FRED GRIFFITHS was a London cab-driver who, after being featured in a documentary film as a member of the wartime Fire Service, took up an alternative career in the cinema. In 42 years he worked on more than 150 films, under many of the great British directors, from Charles Crichton and Basil Dearden to the Boulting brothers.

Humphrey Jennings discovered him. Griffiths was a member of the Auxiliary Fire Service stationed in Chelsea. Jennings, on behalf of the Crown Film Unit, had been commissioned by the Ministry of Information to produce a feature- length documentary dramatising the work of the Fire Service and met Griffiths on duty in Cheyne Place. The film Fires Were Started (1943) was intended, its opening text tells us, to produce a picture of the early days of the Second World War - 'the bitter days of the Winter and Spring 1940-41 played by the firemen and women themselves'.

Jennings was a director whose work transcends the period in which it was made and the confines of the documentary movement. He had a particular intensity and a poetic vision. His approach was not, however, popular with the authorities, who wanted, above all, realism in the service of propaganda.

Fires Were Started was described by one critic as 'the only British film that looks and sounds as if it came from the land of Shakespeare'. As the cheerful cockney Johnny Daniels at the centre of the film, Fred Griffiths was the spirit of London at war; he embodied the city of Hogarth and Dickens: watching him, one could believe that London was worth fighting for.

• **What to work on**:
a) Answer these questions from the passage about Fred Griffiths:
(i) On how many films did Griffiths work in 42 years?
(ii) On which street did Jennings meet Griffiths while he was on duty?
(iii) What character did Griffiths play at the center of Fires Were Started?
b) Reproduce the passage about Fred Griffiths from "Humphrey Jennings discovered" up to and including "service of propaganda.".
Rely only on the passage about Fred Griffiths.

[Location identification items]
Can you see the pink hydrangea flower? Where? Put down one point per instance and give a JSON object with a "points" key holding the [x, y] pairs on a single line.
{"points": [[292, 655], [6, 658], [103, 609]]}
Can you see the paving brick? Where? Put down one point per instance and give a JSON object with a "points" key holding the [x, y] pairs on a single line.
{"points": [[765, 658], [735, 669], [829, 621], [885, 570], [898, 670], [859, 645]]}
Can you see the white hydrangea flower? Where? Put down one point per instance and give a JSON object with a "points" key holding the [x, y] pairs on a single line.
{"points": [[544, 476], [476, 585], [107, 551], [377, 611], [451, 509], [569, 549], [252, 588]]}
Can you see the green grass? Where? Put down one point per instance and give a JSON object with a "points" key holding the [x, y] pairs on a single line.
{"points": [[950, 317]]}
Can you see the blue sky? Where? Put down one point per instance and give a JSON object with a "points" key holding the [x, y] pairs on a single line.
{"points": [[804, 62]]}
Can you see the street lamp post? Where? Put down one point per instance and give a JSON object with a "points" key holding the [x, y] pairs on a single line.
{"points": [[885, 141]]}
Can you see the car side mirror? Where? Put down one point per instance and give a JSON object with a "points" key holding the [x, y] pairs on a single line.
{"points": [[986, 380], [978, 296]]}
--
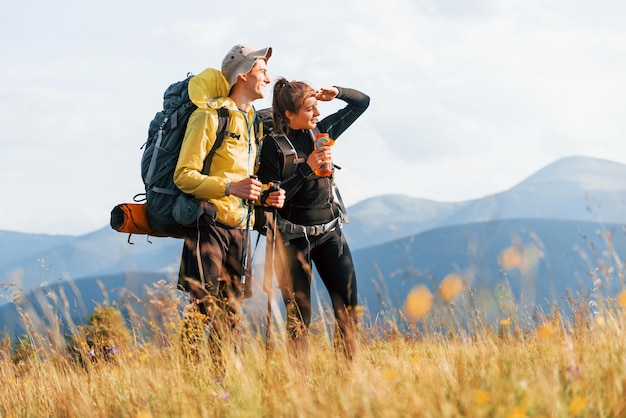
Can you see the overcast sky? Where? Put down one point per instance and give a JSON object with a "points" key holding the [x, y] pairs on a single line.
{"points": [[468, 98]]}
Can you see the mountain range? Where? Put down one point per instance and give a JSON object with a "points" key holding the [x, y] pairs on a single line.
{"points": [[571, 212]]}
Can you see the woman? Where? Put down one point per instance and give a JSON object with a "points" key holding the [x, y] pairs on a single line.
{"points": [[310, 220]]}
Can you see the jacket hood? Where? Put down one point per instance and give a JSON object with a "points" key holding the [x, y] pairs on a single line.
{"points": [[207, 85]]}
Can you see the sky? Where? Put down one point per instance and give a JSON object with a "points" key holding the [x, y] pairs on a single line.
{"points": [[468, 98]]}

• **Results of the tasks**:
a)
(i) More than 150 films.
(ii) Cheyne Place.
(iii) The cheerful cockney Johnny Daniels.

b)
Humphrey Jennings discovered him. Griffiths was a member of the Auxiliary Fire Service stationed in Chelsea. Jennings, on behalf of the Crown Film Unit, had been commissioned by the Ministry of Information to produce a feature- length documentary dramatising the work of the Fire Service and met Griffiths on duty in Cheyne Place. The film Fires Were Started (1943) was intended, its opening text tells us, to produce a picture of the early days of the Second World War - 'the bitter days of the Winter and Spring 1940-41 played by the firemen and women themselves'.

Jennings was a director whose work transcends the period in which it was made and the confines of the documentary movement. He had a particular intensity and a poetic vision. His approach was not, however, popular with the authorities, who wanted, above all, realism in the service of propaganda.